## Recorded information
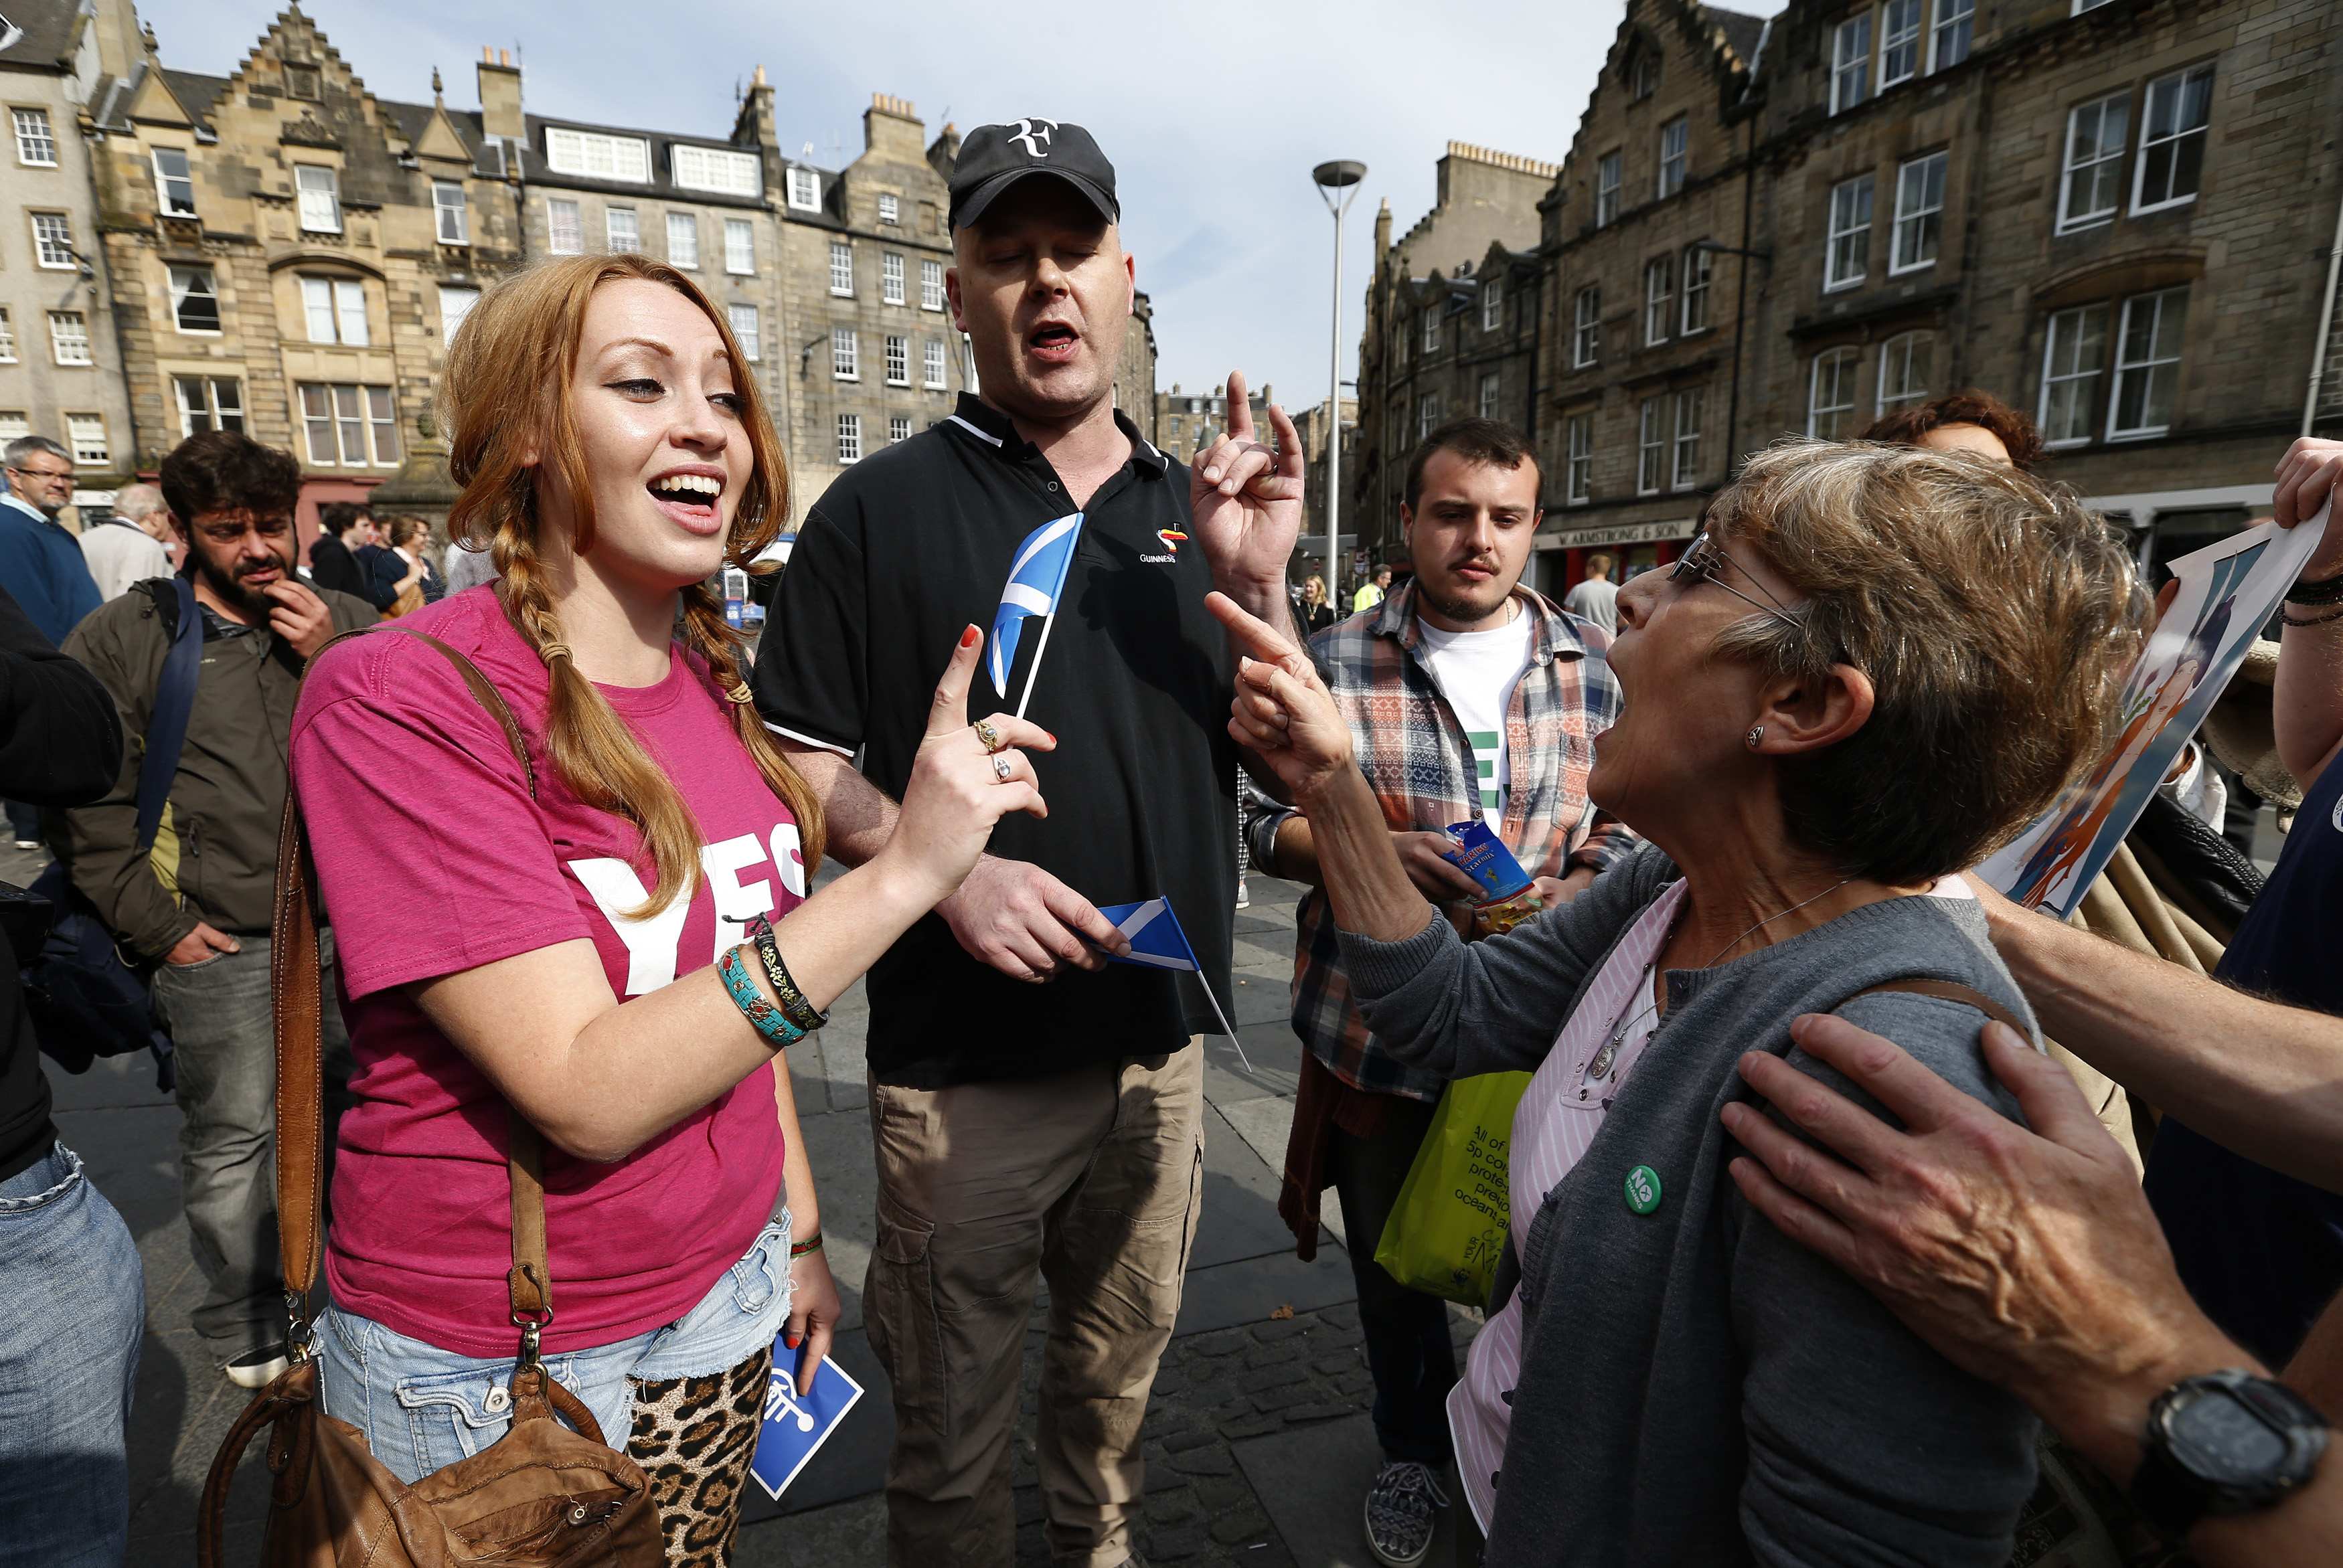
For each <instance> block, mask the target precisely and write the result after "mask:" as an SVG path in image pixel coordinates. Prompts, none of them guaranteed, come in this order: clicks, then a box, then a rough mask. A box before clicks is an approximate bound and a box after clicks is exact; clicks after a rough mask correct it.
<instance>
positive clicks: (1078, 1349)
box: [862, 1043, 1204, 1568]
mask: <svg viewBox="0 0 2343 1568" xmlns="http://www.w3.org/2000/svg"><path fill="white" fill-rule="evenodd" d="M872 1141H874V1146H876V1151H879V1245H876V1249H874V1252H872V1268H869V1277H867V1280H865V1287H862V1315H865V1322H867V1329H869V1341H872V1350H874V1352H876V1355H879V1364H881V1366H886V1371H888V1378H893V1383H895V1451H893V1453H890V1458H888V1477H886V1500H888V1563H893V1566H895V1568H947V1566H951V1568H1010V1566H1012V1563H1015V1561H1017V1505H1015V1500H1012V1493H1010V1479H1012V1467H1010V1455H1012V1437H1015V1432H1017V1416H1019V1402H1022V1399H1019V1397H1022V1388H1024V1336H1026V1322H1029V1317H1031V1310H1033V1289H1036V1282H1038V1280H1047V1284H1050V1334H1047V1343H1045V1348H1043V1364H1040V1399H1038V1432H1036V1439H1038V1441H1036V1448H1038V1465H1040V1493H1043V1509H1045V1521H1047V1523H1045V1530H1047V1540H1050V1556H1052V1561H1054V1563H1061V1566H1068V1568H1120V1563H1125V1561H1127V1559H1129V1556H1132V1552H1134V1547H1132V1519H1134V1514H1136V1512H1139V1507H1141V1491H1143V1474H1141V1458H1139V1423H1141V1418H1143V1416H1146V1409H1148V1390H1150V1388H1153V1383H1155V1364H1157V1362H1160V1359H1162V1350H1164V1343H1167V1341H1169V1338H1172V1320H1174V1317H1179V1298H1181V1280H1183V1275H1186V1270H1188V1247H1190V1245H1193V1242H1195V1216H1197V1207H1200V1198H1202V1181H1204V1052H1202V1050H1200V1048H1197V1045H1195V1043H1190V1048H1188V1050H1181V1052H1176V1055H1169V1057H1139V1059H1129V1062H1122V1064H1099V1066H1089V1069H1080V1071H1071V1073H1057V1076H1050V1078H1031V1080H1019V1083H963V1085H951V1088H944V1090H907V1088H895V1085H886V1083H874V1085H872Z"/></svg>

---

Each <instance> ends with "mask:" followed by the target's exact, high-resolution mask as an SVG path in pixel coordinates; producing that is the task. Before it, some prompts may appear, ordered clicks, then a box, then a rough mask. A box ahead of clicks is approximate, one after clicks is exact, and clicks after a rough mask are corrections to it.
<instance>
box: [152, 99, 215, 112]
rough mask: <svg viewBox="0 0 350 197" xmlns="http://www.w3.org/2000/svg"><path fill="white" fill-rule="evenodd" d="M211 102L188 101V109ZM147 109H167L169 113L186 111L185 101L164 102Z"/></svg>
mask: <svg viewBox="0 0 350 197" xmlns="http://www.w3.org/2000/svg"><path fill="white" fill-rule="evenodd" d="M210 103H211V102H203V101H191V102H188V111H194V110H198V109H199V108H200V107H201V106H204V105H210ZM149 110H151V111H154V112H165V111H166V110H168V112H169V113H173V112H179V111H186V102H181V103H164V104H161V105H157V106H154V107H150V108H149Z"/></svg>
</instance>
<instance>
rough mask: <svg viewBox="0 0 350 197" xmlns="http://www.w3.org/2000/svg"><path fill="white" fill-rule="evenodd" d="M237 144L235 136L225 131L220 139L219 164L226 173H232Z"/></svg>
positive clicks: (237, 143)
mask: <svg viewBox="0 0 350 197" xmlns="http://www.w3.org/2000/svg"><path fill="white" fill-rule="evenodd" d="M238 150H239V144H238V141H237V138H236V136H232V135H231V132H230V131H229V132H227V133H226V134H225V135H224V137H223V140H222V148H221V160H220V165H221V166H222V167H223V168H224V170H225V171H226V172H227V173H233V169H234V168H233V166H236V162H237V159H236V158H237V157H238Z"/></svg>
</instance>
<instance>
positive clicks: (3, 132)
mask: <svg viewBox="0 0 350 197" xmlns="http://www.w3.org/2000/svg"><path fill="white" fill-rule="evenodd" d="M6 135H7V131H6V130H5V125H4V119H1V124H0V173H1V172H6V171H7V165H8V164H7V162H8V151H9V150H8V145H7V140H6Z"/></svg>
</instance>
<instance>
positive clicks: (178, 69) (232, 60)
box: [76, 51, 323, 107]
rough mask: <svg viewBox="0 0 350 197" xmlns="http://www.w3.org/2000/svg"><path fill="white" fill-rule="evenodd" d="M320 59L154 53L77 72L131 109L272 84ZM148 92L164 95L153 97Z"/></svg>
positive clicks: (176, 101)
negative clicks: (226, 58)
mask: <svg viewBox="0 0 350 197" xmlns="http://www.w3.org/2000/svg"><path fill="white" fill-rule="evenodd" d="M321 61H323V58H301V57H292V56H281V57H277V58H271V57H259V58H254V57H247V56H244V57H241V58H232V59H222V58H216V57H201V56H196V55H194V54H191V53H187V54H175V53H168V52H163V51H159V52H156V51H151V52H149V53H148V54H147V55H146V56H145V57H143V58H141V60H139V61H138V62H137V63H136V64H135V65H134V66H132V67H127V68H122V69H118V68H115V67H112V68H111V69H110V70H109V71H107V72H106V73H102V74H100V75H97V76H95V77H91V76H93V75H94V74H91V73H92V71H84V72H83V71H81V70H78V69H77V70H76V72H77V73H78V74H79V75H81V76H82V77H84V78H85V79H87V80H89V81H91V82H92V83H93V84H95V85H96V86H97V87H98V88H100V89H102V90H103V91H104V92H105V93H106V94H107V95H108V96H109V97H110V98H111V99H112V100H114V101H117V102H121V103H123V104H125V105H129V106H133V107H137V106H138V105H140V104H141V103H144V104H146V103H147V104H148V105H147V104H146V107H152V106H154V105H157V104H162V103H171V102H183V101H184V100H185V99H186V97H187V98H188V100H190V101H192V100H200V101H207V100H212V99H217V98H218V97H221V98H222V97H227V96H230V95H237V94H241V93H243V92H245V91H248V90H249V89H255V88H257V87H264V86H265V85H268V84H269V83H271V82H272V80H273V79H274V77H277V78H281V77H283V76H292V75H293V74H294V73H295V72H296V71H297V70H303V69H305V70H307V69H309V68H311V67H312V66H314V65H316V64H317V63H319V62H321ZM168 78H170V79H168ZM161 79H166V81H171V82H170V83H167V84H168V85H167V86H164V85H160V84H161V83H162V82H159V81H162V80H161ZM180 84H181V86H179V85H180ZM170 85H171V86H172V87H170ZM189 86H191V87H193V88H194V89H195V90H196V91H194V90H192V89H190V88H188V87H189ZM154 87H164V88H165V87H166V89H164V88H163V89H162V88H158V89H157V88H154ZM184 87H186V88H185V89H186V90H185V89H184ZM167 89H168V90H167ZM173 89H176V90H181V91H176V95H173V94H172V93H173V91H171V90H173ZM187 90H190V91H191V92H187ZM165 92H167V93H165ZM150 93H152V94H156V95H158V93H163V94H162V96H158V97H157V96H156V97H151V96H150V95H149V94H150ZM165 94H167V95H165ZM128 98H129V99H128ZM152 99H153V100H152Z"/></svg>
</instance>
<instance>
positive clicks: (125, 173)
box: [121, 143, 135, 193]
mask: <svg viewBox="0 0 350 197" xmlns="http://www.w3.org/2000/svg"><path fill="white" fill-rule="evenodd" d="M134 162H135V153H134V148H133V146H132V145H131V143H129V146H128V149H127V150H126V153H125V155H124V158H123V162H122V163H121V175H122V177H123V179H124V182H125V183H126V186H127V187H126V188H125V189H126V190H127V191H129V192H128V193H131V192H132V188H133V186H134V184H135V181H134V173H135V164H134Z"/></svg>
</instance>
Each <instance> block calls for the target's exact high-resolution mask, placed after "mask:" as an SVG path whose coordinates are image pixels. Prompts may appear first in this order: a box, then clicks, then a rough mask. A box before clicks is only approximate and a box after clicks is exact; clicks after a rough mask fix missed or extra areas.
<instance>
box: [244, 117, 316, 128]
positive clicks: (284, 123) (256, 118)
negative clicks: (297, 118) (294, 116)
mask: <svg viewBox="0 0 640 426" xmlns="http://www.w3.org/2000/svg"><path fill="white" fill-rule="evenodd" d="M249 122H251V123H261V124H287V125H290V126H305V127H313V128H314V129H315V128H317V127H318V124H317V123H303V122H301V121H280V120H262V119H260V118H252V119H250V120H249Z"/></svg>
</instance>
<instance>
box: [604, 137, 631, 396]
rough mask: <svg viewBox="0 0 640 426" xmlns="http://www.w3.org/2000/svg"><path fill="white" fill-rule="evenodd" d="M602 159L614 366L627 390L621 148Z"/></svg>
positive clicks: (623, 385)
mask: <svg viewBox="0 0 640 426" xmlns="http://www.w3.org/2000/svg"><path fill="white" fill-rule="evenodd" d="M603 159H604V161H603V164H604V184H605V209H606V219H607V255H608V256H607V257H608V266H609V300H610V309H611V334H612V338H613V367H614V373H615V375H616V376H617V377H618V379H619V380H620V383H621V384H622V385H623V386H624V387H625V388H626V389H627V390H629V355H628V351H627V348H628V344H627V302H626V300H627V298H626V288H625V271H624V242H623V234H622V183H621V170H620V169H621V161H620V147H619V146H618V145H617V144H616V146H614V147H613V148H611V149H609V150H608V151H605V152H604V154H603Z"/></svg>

==

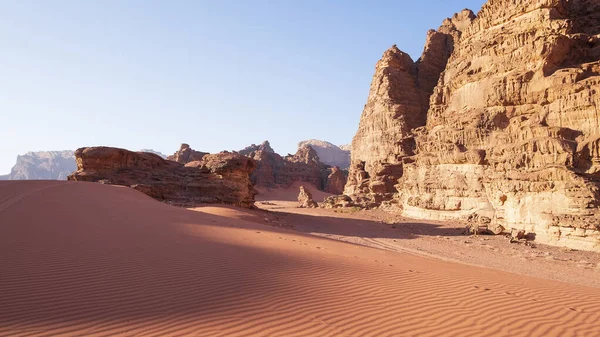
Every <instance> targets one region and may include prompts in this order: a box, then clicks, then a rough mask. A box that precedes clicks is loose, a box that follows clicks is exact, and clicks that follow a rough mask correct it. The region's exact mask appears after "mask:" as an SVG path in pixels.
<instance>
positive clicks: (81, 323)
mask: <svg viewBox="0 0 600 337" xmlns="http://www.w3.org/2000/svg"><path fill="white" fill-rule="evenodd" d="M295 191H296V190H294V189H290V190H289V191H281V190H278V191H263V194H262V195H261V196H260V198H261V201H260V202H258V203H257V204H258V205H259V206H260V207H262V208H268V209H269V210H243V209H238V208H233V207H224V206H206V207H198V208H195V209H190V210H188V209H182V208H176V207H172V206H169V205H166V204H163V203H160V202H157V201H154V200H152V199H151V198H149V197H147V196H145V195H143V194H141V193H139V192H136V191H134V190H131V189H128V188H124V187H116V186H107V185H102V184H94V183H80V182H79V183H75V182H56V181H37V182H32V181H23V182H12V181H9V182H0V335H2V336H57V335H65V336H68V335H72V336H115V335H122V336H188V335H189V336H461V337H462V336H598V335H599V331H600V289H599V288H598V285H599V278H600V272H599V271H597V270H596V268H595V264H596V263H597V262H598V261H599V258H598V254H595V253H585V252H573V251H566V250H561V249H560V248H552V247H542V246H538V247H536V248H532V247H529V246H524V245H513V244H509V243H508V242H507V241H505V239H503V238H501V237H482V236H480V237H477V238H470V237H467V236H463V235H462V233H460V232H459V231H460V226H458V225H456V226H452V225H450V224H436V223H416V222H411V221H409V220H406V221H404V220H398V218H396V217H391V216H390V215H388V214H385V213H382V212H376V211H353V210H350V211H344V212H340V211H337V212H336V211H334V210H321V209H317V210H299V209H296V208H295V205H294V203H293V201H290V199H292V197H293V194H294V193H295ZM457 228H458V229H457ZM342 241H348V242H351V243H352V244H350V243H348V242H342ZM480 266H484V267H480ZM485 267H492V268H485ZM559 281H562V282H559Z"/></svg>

## Exercise details
Convert the part above that opens with the line containing "Each <instance> ends" and closes with the line containing "102L188 101V109ZM147 109H167L169" into a Markdown table with the columns No. and Line, numbering each line and leaving out blank ones.

## Output of the task
| No. | Line |
|---|---|
| 1 | Each <instance> ends with "mask:" followed by the target's exact, high-resolution mask as an SVG path in pixel coordinates; producing that is the task. Before it, some prompts may appear, ordered clicks, then a box, then a rough mask. A box ahead of clicks is approximate, one after clicks is exact, and clicks after a rough mask are corrections to it. |
| 2 | <instance> |
| 3 | box: [152, 99, 215, 112] |
| 4 | rough mask: <svg viewBox="0 0 350 197" xmlns="http://www.w3.org/2000/svg"><path fill="white" fill-rule="evenodd" d="M211 102L188 101V109ZM147 109H167L169 113L186 111L185 101L164 102Z"/></svg> |